__Instruções de trabalho__
A. Passe para o inglês esta frase do texto sobre o excesso de notícias: "Tem momentos em que dá vontade de não saber nada, jogar fora os telefones, os aparelhos de tv, computadores, cancelar as assinaturas de jornais, revistas."
B. Dê sequência ao texto sobre o excesso de notícias a partir da última frase apresentada.

__Trecho fornecido__
◆ ◆ ◆
*Rogério Silva
Chego por volta das nove da manhã
à minha sala e já estão sobre a mesa o principal jornal impresso local e uma
edição da Folha de São Paulo. Mais cedo, entre o café da manhã e a saída de
casa, passei os olhos pelas principais notícias do dia em dois portais que
tenho hábito visitar. No carro, mais informações no rádio AM, vício recente
adquirido em Uberlândia. Sem contar os primeiros telejornais do dia, em que
bastam as manchetes da escalada para saber que as coisas não vão bem.
Descaso com o dinheiro público, desvio
de recursos do Estado, chuva de corrupção, câmeras escondidas que flagram
negociatas com figuras asquerosas, hospitais superlotados, crimes em série,
dentista incendiada em assalto brutal, os zumbis do crack debaixo de viadutos,
perambulando em vias movimentadas das capitais, o nojo em Brasília, as estradas
que nunca são concluídas, o trem bala que nos custará, quem sabe, 50 anos de juros
e, quem sabe, ligará coisa alguma a lugar nenhum.
Parem! Eu quero descer. Desliga
tudo. Desliga o mundo.
Tem momentos em que dá vontade de
não saber nada, jogar fora os telefones, os aparelhos de tv, computadores,
cancelar as assinaturas de jornais, revistas. Passar longe da notícia e tentar
imaginar-se no mundo de Alice.
A alienação que alimenta a alma.
◆ ◆ ◆
__Dados fornecidos__
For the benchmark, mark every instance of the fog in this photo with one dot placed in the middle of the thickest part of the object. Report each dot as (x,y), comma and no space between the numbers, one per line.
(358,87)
◆ ◆ ◆
__Respostas por tarefa__
A. There are moments when you feel like knowing nothing, throwing away the phones, the TV sets, computers, canceling the subscriptions to newspapers, magazines.

B.
Sem metáforas. Estamos sendo empurrados para junto do inimigo e só há duas opções:
Enfrentá-lo ou render-se.
Uma grande amiga minha encontrou
uma terceira via: Contornar a situação e viver à margem da realidade. Há cerca
de 5 anos ela decidiu alienar-se. Tem uma tv no quarto para assistir a novelas
e filmes. Invariavelmente, recorre ao videoclube e entope seu fim de semana de
comédias românticas e séries americanas engraçadinhas. Dedica seu tempo de
trabalho integralmente à vida acadêmica, onde mergulha em teorias e estuda o
mundo social dos séculos passados. Um pouco de Revolução Francesa, um pouco de
Revolução Industrial, o regime militar dos anos de ferro no Brasil, o engodo da
Nova República, planos Cruzado, Collor e – para por aí! Já está real demais.
Daqui a pouco pintam FHC e Lula, e para cair em Dilma e a loucura de hoje é um
pulo.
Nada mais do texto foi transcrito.